● Text excerpt
+ + +
Decided: February 24, 1950

C. M. Ozias, Breckenridge Thomas, Fresno, for appellant. James M. Thuesen, District Attorney, Dan B. Eymann and Richard L. Shepard, Deputy District Attorneys, Fresno, for petitioner and respondent.

This is an appeal from a judgment ordering the issuance of a peremptory writ of mandate.

In an action in the respondent court, which has the same jurisdiction as a Class A Justice's Court, one J. H. McMillan was charged in separate counts with violating sections 17043 and 17044 of the Business and Professions Code, Unfair Practices Act. The trial lasted four days and the jury brought in a verdict finding the defendant guilty. The judge read the verdict, but before anything else was done defendant's counsel called the court's attention to section 1161 of the Penal Code. The judge suggested a polling of the jury, defendant's counsel expressed doubt as to whether this should be done, the district attorney said nothing, and the jury was not polled. The judge then stated that the evidence was not sufficient to prove the specific intent required by law, or any injury to a competitor, two of the three basic requirements. Giving this as a reason, he expressed the opinion that the jury had mistaken the law. He then stated that in order to return a fair verdict in the case ‘you should collectively reconsider the evidence with respect to those two factors,’ and instructed them ‘to again deliberate the matter.’ He then asked whether the jury desired to go to dinner before continuing its deliberations. The district attorney then started to speak saying ‘I am a little confused—’. The court then stated that he wanted no further argument at that time, and asked the jury to give an expression as to whether they wanted to go to dinner. A recess was then taken for dinner. When court reconvened the judge stated that the bailiff had informed him that the jury desired further instructions with respect to the law, and asked whether it desired to have all the instructions repeated or to have instructions with respect to any special problem. The foreman asked a question which the court answered, after which several other jurors asked questions and a number of further instructions were given by the court. The jury then retired and later reported that it was unable to agree upon a verdict. The court asked if it was desired to have the jury polled, each side replied in the negative, and the court discharged the jury.

A petition was later filed in the superior court, by the People, praying for a writ of mandate commanding the respondent court to enter on its minutes and records the verdict of guilty which was originally brought in by the jury. The only evidence produced at the hearing was the reporter's transcript of the proceedings, in the other action, after the arguments of counsel had closed. The court found that the allegations of the petition were true and entered a judgment ordering a peremptory writ to issue requiring the respondent court to enter the verdict of guilty on its minutes. From this judgment, the respondent police court has appealed.

In support of the judgment the petitioner contends that section 1161 of the Penal Code has no application to justice or police court proceedings; that this section was not properly applied under the circumstances of this case; and that mandamus is a proper remedy since petitioner had a clear right to have the verdict entered and the respondent court abused its discretion in failing to have it entered.
+ + +
● Available data
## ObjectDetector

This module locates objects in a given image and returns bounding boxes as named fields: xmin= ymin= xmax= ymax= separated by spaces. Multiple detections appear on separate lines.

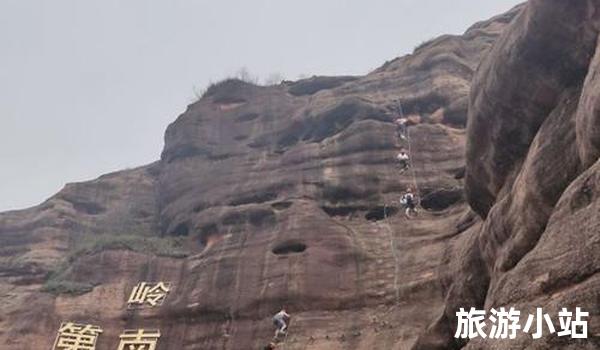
+ + +
● Objectives
[1] According to the court opinion, how many days did the trial of J. H. McMillan last?
[2] Rewrite the court opinion starting at "Decided: February 24, 1950" and ending at "writ of mandate.", with "peremptory" changed to "mandatory".
[3] Continue the court opinion on the writ of mandate from its last sentence.
The listing has no connection to the court opinion.

● The responses
[1] Four days.

[2]
Decided: February 24, 1950

C. M. Ozias, Breckenridge Thomas, Fresno, for appellant. James M. Thuesen, District Attorney, Dan B. Eymann and Richard L. Shepard, Deputy District Attorneys, Fresno, for petitioner and respondent.

This is an appeal from a judgment ordering the issuance of a mandatory writ of mandate.

[3]
The reasons assigned for the contention that section 1161 is never applicable in justice or police court proceedings are not too convincing. However, it is not necessary to decide that point here. We are inclined to agree with the contention that section 1161 was not properly applied in the action here in question. In his original instructions, which were lengthy and confusing, the judge had strongly and repeatedly intimated that the evidence was not sufficient in several respects to justify a verdict of guilty. However, he did not advise the jury to acquit, but left these matters to the jury as questions of fact. When the jury returned with the verdict of guilty the judge explained, as his reason for believing that it had mistaken the law, that he considered the evidence insufficient to establish two of the three essential elements of the crime. In thus explaining the reason for his action the judge disclosed that it appeared to him that the jury had mistaken the facts rather than mistaken the law. Having previously erred in submitting such questions to the jury under those circumstances, he should not have attempted to correct his own error by resorting to section 1161. In the situation as it then existed, he should have caused the verdict to be entered and later granted a new trial.

It does not necessarily follow, however, that he may or should be compelled to now enter that verdict, thus enabling a new trial to be granted, and placing the cause in the same position it was in before this application for a writ was made.

Assuming that the court erred in thus applying section 1161, this constituted judicial error rather than an abuse of discretion. While it is contended that the court acted wrongly, it clearly appears that it did act, and the case was allowed to proceed without any serious attempt to object to the procedure adopted. While there may have been error no lack of jurisdiction appears. And the People were not left without a remedy by the result, as the case was not closed but was left open for a new trial.

Moreover, proper steps were not taken at the time to make sure that the verdict was a proper one and one which should have been entered. No request was ever made by the district attorney that the verdict be entered, or that steps be taken to determine whether it should be entered. While the court called attention to the matter, before acting on the request of the defendant to apply section 1161, the district attorney at no time asked to have the jury polled or to have it ascertained that each member of the jury had agreed to the verdict. All that the record shows is that when the jury returned into court the foreman stated that it had arrived at a verdict, whereupon the judge read a verdict purporting to find the defendant guilty on the respective counts. The jury was not asked whether or not this was its verdict, it was not polled, and no attempt was made to ascertain whether or not all of the jurors had agreed to the purported verdict as read. This is a matter that could not now be corrected, the jury having long since been discharged, and the parties could not now be placed in the same position as when the error occurred. It would be an injustice, under these circumstances, to order the earlier verdict entered without any of the usual safeguards.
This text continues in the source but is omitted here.